Written task
From the listing below, extract every line that contains the string "mian", copying each one in full.

Data records

- - -

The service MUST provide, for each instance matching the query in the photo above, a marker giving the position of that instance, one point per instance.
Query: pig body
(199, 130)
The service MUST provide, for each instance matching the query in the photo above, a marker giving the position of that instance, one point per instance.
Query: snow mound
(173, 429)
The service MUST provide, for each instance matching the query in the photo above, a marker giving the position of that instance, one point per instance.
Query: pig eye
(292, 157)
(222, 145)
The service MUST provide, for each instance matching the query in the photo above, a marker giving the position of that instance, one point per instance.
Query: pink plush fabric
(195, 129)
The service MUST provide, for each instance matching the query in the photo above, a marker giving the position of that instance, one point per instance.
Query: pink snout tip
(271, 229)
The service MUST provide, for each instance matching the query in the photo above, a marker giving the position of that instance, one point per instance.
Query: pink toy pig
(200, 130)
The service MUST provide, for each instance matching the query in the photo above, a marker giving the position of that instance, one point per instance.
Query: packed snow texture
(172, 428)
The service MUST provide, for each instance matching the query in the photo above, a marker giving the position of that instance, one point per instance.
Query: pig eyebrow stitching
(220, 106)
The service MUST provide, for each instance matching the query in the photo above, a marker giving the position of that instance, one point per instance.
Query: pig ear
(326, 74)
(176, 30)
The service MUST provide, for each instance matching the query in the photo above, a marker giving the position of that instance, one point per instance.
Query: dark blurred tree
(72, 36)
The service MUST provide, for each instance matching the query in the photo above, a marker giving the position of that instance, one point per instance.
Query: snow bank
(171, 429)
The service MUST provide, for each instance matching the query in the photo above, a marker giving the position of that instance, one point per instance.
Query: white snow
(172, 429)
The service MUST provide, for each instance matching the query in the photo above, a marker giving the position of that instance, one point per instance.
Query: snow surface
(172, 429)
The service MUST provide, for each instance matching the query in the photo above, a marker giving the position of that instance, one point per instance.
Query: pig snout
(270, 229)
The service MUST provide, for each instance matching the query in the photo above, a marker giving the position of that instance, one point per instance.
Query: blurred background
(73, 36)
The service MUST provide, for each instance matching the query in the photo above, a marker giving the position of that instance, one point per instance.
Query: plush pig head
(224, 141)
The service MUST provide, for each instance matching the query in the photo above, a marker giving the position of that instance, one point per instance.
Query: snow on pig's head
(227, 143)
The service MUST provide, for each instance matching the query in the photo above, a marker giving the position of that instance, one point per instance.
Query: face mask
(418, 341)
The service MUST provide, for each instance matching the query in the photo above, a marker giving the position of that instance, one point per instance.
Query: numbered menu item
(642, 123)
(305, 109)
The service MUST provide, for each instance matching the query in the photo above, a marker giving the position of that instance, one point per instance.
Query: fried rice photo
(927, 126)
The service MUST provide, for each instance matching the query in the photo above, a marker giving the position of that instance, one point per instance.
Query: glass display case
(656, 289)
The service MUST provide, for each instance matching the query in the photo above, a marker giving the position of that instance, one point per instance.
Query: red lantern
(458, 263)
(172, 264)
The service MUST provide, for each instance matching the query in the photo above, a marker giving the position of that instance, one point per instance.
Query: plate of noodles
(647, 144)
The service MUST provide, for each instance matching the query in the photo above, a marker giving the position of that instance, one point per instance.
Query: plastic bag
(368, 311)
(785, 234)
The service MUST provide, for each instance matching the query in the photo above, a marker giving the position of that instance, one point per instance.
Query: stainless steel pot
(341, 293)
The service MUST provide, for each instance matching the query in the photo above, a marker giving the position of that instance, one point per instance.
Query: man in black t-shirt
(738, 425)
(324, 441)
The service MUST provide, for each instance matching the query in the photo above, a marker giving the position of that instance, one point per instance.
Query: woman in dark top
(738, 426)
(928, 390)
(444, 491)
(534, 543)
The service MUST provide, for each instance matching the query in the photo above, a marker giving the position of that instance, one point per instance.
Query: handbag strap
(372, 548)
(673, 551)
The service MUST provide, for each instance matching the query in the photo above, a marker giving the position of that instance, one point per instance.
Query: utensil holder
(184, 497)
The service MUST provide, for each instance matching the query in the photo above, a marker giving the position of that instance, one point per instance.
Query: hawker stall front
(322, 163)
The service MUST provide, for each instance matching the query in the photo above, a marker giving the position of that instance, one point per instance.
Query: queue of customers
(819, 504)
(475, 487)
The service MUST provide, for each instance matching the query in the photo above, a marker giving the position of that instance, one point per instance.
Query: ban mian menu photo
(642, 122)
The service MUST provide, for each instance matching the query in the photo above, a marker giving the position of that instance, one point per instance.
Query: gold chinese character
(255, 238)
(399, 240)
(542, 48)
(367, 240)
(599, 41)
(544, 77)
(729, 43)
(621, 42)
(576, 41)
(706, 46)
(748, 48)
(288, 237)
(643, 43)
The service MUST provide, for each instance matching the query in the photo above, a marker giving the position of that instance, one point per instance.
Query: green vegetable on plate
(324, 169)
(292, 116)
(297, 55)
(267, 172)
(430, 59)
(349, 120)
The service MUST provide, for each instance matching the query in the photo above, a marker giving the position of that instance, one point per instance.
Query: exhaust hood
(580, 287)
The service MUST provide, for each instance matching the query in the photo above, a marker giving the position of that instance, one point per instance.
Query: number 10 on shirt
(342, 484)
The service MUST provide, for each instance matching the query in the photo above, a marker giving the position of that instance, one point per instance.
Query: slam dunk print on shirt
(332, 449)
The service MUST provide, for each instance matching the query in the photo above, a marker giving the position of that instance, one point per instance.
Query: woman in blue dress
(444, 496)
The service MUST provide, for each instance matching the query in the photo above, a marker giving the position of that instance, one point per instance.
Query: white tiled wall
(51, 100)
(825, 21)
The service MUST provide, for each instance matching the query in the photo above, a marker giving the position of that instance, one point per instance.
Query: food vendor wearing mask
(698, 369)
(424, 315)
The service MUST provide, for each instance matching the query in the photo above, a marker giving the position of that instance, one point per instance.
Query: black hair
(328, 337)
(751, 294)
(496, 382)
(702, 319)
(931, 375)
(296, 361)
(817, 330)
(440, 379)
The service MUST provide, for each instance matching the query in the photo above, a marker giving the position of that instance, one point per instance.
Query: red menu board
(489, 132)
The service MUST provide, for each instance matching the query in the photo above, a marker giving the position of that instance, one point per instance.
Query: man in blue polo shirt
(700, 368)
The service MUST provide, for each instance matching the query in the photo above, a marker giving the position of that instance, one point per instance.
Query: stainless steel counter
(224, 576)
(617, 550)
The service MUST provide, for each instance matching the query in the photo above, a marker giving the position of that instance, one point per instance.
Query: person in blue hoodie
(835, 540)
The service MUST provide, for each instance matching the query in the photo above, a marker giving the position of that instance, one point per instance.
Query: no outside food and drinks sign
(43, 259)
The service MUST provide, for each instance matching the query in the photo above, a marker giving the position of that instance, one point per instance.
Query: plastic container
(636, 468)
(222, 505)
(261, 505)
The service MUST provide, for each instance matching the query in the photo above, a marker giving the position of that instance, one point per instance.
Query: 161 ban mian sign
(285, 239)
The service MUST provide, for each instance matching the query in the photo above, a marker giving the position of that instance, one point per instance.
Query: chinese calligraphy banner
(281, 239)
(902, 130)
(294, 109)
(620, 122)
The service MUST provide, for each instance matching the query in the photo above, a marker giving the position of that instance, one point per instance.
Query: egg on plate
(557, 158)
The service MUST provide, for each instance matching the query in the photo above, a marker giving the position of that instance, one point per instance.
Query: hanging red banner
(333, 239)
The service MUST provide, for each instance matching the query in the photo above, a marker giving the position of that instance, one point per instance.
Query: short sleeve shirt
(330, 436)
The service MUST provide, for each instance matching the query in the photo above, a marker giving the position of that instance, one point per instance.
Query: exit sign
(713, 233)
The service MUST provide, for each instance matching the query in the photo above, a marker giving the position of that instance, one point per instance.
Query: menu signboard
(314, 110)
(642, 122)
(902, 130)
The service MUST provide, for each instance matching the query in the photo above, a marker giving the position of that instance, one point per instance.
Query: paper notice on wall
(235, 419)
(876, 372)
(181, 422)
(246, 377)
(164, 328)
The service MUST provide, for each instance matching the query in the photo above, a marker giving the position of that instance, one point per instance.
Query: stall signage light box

- - -

Reply to the exercise
Query: ban mian menu photo
Query: 161 ban mian sign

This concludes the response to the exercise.